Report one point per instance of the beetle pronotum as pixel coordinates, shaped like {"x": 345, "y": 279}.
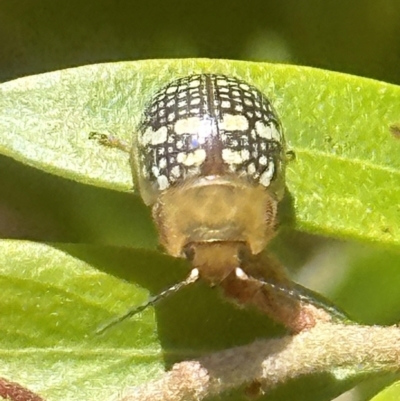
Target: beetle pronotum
{"x": 209, "y": 158}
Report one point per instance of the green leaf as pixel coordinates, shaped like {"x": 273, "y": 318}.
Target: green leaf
{"x": 54, "y": 296}
{"x": 391, "y": 393}
{"x": 344, "y": 180}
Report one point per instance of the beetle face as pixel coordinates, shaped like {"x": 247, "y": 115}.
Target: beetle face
{"x": 207, "y": 125}
{"x": 208, "y": 157}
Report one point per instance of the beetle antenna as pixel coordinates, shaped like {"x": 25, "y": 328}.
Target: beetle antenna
{"x": 193, "y": 277}
{"x": 299, "y": 293}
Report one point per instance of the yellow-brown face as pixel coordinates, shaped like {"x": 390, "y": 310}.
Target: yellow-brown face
{"x": 208, "y": 126}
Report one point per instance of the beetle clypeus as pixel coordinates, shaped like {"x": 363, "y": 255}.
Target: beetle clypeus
{"x": 209, "y": 157}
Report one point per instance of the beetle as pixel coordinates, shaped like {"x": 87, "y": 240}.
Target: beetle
{"x": 209, "y": 158}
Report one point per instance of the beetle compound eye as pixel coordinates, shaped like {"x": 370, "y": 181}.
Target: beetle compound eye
{"x": 208, "y": 156}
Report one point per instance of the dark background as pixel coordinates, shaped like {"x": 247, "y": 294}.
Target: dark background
{"x": 360, "y": 37}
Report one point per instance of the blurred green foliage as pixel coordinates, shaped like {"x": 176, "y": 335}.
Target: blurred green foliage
{"x": 50, "y": 315}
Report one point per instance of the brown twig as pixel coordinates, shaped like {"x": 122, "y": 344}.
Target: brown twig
{"x": 323, "y": 348}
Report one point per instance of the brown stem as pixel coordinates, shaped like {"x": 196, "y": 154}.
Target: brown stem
{"x": 325, "y": 347}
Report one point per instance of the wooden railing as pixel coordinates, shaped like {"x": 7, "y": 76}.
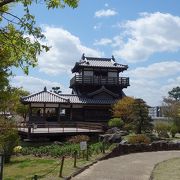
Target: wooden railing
{"x": 90, "y": 80}
{"x": 60, "y": 127}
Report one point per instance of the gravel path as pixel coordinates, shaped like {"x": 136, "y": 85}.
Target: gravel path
{"x": 137, "y": 166}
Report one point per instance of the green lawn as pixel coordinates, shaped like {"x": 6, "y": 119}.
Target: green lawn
{"x": 25, "y": 167}
{"x": 167, "y": 170}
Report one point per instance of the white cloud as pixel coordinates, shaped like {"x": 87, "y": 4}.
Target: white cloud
{"x": 156, "y": 70}
{"x": 105, "y": 13}
{"x": 34, "y": 84}
{"x": 153, "y": 82}
{"x": 97, "y": 26}
{"x": 149, "y": 34}
{"x": 114, "y": 42}
{"x": 66, "y": 49}
{"x": 103, "y": 42}
{"x": 106, "y": 4}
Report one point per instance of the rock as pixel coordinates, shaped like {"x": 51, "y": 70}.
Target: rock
{"x": 113, "y": 130}
{"x": 111, "y": 138}
{"x": 58, "y": 143}
{"x": 117, "y": 130}
{"x": 124, "y": 142}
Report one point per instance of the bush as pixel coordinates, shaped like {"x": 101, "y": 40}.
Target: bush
{"x": 115, "y": 122}
{"x": 139, "y": 138}
{"x": 173, "y": 130}
{"x": 162, "y": 129}
{"x": 8, "y": 138}
{"x": 78, "y": 138}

## What the task asks
Write out again, exactly, the lines from the one holding "Report one point per instance of the rock" through the end of the listing, with both ends included.

## Solution
Report one point per instance of the rock as pixel coordinates, shaped like {"x": 51, "y": 70}.
Target: rock
{"x": 113, "y": 130}
{"x": 111, "y": 138}
{"x": 58, "y": 143}
{"x": 117, "y": 130}
{"x": 124, "y": 142}
Report one point per instance of the bush as pixel coordinates, shaped like {"x": 101, "y": 40}.
Target: bush
{"x": 115, "y": 122}
{"x": 139, "y": 138}
{"x": 173, "y": 130}
{"x": 162, "y": 129}
{"x": 8, "y": 138}
{"x": 78, "y": 138}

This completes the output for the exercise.